• _Goal_
Write out the complete material exactly as it stands.

• _Data for the task_
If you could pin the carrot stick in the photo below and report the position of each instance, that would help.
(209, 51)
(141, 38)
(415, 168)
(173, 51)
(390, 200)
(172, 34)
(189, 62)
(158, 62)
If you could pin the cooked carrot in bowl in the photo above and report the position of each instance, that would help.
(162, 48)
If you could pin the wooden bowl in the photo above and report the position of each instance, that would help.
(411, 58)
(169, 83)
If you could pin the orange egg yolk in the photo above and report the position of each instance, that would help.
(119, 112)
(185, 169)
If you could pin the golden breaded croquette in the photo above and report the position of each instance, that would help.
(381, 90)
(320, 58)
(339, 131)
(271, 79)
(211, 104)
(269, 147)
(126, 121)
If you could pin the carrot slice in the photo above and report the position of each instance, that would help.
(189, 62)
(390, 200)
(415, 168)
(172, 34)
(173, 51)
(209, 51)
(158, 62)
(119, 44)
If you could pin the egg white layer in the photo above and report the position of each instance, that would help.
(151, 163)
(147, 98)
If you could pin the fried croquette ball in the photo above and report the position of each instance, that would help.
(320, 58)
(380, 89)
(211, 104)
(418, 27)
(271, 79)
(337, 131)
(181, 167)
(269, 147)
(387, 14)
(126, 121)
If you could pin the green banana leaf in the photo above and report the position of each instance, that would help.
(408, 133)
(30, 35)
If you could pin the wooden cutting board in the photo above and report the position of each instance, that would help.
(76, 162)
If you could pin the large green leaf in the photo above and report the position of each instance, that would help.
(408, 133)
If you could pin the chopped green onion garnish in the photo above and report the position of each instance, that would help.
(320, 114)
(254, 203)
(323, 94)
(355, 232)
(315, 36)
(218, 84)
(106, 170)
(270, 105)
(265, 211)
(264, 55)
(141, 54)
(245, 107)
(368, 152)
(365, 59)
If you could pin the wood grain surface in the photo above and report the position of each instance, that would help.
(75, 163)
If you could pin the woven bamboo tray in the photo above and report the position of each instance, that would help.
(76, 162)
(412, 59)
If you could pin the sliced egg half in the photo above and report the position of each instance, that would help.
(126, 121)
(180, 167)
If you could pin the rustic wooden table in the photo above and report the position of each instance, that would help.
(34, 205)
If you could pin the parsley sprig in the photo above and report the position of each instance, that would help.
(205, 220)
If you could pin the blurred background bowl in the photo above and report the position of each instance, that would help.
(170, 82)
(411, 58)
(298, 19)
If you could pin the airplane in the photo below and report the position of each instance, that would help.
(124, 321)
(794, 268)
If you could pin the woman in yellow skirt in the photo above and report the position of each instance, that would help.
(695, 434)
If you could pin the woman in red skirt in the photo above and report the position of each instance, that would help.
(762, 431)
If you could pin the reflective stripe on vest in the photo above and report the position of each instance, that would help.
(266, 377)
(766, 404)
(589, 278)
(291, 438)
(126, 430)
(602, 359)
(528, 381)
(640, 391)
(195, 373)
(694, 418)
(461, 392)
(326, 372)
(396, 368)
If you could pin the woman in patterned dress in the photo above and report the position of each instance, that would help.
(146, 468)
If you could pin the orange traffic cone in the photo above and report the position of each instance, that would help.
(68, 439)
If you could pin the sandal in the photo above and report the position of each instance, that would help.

• _Finished task_
If you could pin the carrot stick in the photo below and report the position of each instance, that would help.
(209, 51)
(141, 38)
(415, 168)
(173, 51)
(390, 200)
(172, 34)
(189, 62)
(158, 62)
If you could pin the cooked carrot in bowl in the photo above and report the position of each instance, that would help.
(162, 48)
If you could pin the wooden bowl in the photo above and report the position of each instance, that would help.
(411, 58)
(169, 83)
If you could pin the orange egg yolk in the photo above and report the position of each instance, that would help.
(119, 112)
(185, 169)
If you could pin the golden breaded croquette in the photo above and report the position of each instance, that would help.
(381, 90)
(320, 58)
(339, 131)
(271, 79)
(211, 104)
(269, 147)
(126, 121)
If you could pin the carrot slice in the photo above and report the position of each instance, that would help.
(189, 62)
(390, 200)
(415, 168)
(172, 34)
(173, 51)
(209, 51)
(158, 62)
(119, 44)
If you could pin the egg white layer in the photo above and report the position of each instance, that would help.
(151, 163)
(147, 98)
If you could pin the fried croquette ball in the photo above and report the position of each instance, that would help.
(320, 58)
(380, 89)
(211, 104)
(418, 27)
(271, 79)
(337, 131)
(181, 167)
(269, 147)
(387, 14)
(126, 121)
If you could pin the green banana leaf in the photo above and report the position of each instance, that would help.
(408, 133)
(30, 35)
If you could pin the wooden cutting board in the photo above and report the position of each instance, that would help.
(76, 162)
If you could pin the large green leaf in the photo above and report the position of each instance, that would help.
(408, 133)
If you could pin the chopped green onion garnish in the photo above and report the position of each instance, that would help.
(320, 114)
(254, 203)
(323, 94)
(355, 232)
(315, 36)
(218, 84)
(106, 170)
(270, 105)
(265, 211)
(264, 55)
(141, 54)
(245, 107)
(368, 152)
(365, 59)
If you could pin the wood grain surface in the photo above and report the position of each instance, that would help.
(75, 163)
If you could pin the woven bamboo tray in the photo above and report the position of each instance, that would help.
(76, 162)
(412, 59)
If you could pin the sliced egg half in the photo above and report the position of each instance, that would help.
(126, 121)
(180, 167)
If you could pin the rustic wooden table in the photo above and report the position of each instance, that would help.
(34, 205)
If you could pin the parsley sprig in the photo above and report the position of each instance, that would help.
(205, 220)
If you could pin the blurred background bowl in the photo above and report the position of each instance, that would help.
(170, 82)
(411, 58)
(298, 19)
If you could pin the airplane in the photo below and report the position of each instance, that would help.
(124, 321)
(794, 268)
If you could pin the woman in yellow skirt in the photo above and report the position of each instance, that would help.
(695, 434)
If you could pin the woman in red skirt in the photo above and report the position of each instance, that would help.
(762, 431)
If you could pin the reflective stripe on vest in the photo above and report the position of each instance, that would help.
(266, 377)
(766, 404)
(589, 278)
(291, 438)
(126, 430)
(602, 359)
(528, 381)
(640, 391)
(195, 373)
(694, 418)
(461, 392)
(326, 372)
(396, 368)
If you could pin the woman in patterned dress in the photo above and report the position of each instance, that would help.
(146, 468)
If you could pin the orange traffic cone in the photo above and report the position of each instance, that would help.
(68, 439)
If you could pin the sandal in the photo above and report the position of each instance, that would help.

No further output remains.